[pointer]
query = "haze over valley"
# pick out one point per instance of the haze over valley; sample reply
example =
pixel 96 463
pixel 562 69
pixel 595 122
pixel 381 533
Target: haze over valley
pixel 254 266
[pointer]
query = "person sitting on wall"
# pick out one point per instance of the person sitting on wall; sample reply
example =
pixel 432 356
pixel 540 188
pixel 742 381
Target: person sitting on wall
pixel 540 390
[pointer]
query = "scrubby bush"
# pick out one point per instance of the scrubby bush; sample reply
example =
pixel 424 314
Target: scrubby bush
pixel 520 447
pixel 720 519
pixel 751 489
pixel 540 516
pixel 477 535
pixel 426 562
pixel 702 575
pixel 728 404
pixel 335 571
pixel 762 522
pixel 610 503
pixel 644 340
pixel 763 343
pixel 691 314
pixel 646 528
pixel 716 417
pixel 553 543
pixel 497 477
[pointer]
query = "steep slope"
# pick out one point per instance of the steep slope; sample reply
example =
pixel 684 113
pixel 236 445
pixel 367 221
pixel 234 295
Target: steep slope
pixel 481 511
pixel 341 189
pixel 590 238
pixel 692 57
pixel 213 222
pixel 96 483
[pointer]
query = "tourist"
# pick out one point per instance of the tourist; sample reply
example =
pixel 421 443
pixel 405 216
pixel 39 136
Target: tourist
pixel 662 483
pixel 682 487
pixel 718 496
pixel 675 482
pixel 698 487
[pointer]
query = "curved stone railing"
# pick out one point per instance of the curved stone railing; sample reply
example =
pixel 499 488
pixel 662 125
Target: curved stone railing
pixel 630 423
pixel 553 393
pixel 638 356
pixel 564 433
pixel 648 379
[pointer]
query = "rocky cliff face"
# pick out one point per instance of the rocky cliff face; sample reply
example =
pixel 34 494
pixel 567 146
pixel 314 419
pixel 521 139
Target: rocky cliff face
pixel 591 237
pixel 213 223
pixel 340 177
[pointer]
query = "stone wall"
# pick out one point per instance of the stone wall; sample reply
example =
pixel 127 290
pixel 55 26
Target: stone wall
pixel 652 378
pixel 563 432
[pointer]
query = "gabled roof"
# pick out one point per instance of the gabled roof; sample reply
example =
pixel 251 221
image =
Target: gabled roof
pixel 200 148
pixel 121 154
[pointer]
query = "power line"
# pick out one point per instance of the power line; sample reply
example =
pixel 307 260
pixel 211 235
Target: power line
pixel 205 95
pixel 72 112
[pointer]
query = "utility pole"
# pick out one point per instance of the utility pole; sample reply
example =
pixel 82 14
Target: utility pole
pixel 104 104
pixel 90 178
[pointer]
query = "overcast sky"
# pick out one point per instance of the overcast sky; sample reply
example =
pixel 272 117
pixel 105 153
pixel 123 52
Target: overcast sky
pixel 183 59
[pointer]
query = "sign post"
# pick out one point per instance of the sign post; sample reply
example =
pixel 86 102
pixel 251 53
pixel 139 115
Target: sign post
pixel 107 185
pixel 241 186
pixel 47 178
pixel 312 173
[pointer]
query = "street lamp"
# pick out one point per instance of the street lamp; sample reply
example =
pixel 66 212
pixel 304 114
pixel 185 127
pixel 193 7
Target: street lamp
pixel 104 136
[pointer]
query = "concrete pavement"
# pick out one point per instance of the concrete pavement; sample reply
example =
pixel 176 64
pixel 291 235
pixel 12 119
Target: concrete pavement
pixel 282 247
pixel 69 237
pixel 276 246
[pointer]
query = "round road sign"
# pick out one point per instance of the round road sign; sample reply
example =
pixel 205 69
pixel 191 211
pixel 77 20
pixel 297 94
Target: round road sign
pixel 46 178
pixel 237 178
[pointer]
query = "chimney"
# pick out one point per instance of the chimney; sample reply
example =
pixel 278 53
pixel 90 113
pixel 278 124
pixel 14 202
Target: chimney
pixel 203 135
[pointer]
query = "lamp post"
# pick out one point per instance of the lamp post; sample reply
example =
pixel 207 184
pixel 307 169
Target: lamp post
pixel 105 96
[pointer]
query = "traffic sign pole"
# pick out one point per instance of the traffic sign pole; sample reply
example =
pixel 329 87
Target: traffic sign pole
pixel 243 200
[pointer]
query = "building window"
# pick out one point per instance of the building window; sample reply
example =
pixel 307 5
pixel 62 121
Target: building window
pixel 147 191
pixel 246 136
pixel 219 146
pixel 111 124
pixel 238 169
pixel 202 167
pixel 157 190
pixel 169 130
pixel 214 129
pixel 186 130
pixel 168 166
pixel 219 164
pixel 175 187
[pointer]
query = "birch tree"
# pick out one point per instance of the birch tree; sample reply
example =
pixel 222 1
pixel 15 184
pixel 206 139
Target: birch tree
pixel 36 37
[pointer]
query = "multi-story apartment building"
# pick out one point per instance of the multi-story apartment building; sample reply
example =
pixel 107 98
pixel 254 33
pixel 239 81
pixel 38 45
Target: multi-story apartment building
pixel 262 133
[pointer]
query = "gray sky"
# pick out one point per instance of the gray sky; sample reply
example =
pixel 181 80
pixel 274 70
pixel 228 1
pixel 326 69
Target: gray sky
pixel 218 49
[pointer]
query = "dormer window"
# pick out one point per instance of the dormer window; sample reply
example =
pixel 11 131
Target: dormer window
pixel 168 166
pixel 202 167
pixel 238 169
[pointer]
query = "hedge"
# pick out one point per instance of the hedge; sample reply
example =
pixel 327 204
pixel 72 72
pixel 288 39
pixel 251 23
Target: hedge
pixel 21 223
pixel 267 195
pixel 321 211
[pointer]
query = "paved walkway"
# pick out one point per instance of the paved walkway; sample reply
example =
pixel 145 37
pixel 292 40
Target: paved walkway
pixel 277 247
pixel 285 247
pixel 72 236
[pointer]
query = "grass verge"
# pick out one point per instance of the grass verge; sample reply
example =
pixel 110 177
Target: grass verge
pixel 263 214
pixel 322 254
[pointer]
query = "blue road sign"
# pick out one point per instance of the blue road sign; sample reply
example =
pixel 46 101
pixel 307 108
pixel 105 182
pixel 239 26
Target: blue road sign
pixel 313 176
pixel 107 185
____________
**Work item**
Your task is to transcribe all of the entries word for word.

**Answer to the exercise**
[pointer]
query = "haze over valley"
# pick out one point per instance of the haze over valley; sample reply
example =
pixel 96 463
pixel 562 69
pixel 595 122
pixel 381 533
Target: haze over valley
pixel 254 266
[pointer]
query = "person sitting on wall"
# pick out one point per instance of the person sitting on wall; sample reply
example =
pixel 432 356
pixel 540 188
pixel 742 381
Target: person sitting on wall
pixel 540 390
[pointer]
query = "scrubby bush"
# pick out one point per instance of the scrubby bush; sample reply
example =
pixel 424 314
Target: scrubby bush
pixel 520 447
pixel 720 519
pixel 751 489
pixel 540 516
pixel 477 535
pixel 426 562
pixel 702 575
pixel 728 404
pixel 335 571
pixel 762 522
pixel 610 503
pixel 644 340
pixel 763 343
pixel 691 314
pixel 646 528
pixel 716 417
pixel 553 543
pixel 497 477
[pointer]
query = "steep slope"
# pick out one point per instance of the steep slope; sample reply
example =
pixel 684 113
pixel 236 445
pixel 367 221
pixel 234 295
Target: steep slope
pixel 481 511
pixel 341 189
pixel 590 238
pixel 692 57
pixel 213 222
pixel 96 483
[pointer]
query = "tourist"
# pick out one point per instance of the tourist; sample reply
example =
pixel 421 443
pixel 405 216
pixel 39 136
Target: tourist
pixel 662 483
pixel 682 487
pixel 718 496
pixel 675 482
pixel 698 487
[pointer]
query = "curved stone railing"
# pick out one point per instance of the curved stone railing; sample reply
example =
pixel 499 488
pixel 662 125
Target: curved stone railing
pixel 630 423
pixel 553 393
pixel 638 356
pixel 564 433
pixel 648 379
[pointer]
query = "rocky cliff face"
# pick out one point per instance of the rocky cliff face; sample reply
example =
pixel 34 494
pixel 567 146
pixel 314 419
pixel 521 139
Target: rocky cliff face
pixel 591 237
pixel 213 223
pixel 340 177
[pointer]
query = "stone wall"
# pick out one point per instance of the stone wall; sample reply
example =
pixel 127 290
pixel 55 26
Target: stone wall
pixel 652 378
pixel 563 432
[pointer]
query = "gabled roof"
# pick out one point per instance of the gabled roof; sample reply
example =
pixel 251 221
image =
Target: gabled roof
pixel 200 148
pixel 121 154
[pointer]
query = "power line"
# pick out one point per instance of the power line; sample reply
example =
pixel 307 260
pixel 211 235
Target: power line
pixel 205 95
pixel 72 112
[pointer]
query = "utility pole"
# pick out one point per instance of the utility pole; sample reply
example =
pixel 82 14
Target: utility pole
pixel 104 104
pixel 90 178
[pointer]
query = "overcast sky"
# pick out one point per instance of the overcast sky; sample reply
example =
pixel 272 117
pixel 105 153
pixel 123 52
Target: overcast sky
pixel 183 59
[pointer]
query = "sign post"
# pick out one point per instance of the sign post; sample reply
example =
pixel 86 102
pixel 251 53
pixel 139 115
Target: sign post
pixel 107 185
pixel 241 186
pixel 47 178
pixel 312 173
[pointer]
query = "street lamp"
# pick out one point per instance of the street lamp; sample reply
example =
pixel 66 212
pixel 304 114
pixel 185 127
pixel 193 7
Target: street lamp
pixel 104 136
[pointer]
query = "concrete pavement"
# pick out one point per instance of the concrete pavement; sample reply
example =
pixel 176 64
pixel 291 235
pixel 12 119
Target: concrete pavement
pixel 282 247
pixel 69 237
pixel 276 246
[pointer]
query = "round road sign"
# pick out one point per instance of the round road sign; sample reply
example =
pixel 205 69
pixel 191 211
pixel 77 20
pixel 297 94
Target: round road sign
pixel 46 178
pixel 237 178
[pointer]
query = "chimney"
# pick out one point per instance of the chimney; sample reply
example =
pixel 278 53
pixel 90 113
pixel 278 124
pixel 14 202
Target: chimney
pixel 203 135
[pointer]
query = "lamp post"
# pick out one point per instance of the lamp post; sample reply
example =
pixel 207 184
pixel 307 169
Target: lamp post
pixel 105 96
[pointer]
query = "traffic sign pole"
# pick out one point per instance of the traffic sign pole; sample reply
example =
pixel 329 87
Target: traffic sign pole
pixel 243 200
[pointer]
query = "building window"
# pick out one point per instance of the building window; sample reply
example =
pixel 307 5
pixel 62 121
Target: building window
pixel 147 191
pixel 246 136
pixel 219 146
pixel 111 124
pixel 238 169
pixel 202 167
pixel 157 190
pixel 169 130
pixel 214 129
pixel 186 130
pixel 168 166
pixel 219 164
pixel 175 187
[pointer]
query = "birch tree"
# pick out one point per instance of the birch tree; sample reply
example =
pixel 222 1
pixel 15 184
pixel 206 139
Target: birch tree
pixel 36 37
[pointer]
query = "multi-story apartment building"
# pick out one point per instance of the multi-story apartment building; sample reply
example =
pixel 107 98
pixel 254 33
pixel 239 81
pixel 38 45
Target: multi-story apartment building
pixel 262 133
[pointer]
query = "gray sky"
# pick out one point per instance of the gray sky; sample reply
example =
pixel 181 80
pixel 274 70
pixel 228 1
pixel 326 69
Target: gray sky
pixel 218 49
[pointer]
query = "dormer window"
# pick out one point per instance of the dormer window; sample reply
example =
pixel 11 131
Target: dormer window
pixel 168 166
pixel 202 167
pixel 238 169
[pointer]
query = "hedge"
# pick out one point per instance of the hedge; sample reply
example =
pixel 327 204
pixel 72 72
pixel 288 39
pixel 251 23
Target: hedge
pixel 21 223
pixel 267 195
pixel 321 211
[pointer]
query = "paved walkway"
# pick out one point per instance of the paved walkway; sample reply
example =
pixel 145 37
pixel 292 40
Target: paved walkway
pixel 277 247
pixel 285 247
pixel 72 236
[pointer]
query = "grass verge"
# pick out one point per instance of the grass verge; sample reply
example =
pixel 110 177
Target: grass verge
pixel 263 214
pixel 322 254
[pointer]
query = "blue road sign"
# pick out one point per instance of the blue road sign; sample reply
example =
pixel 46 101
pixel 307 108
pixel 105 182
pixel 239 26
Target: blue road sign
pixel 313 176
pixel 107 185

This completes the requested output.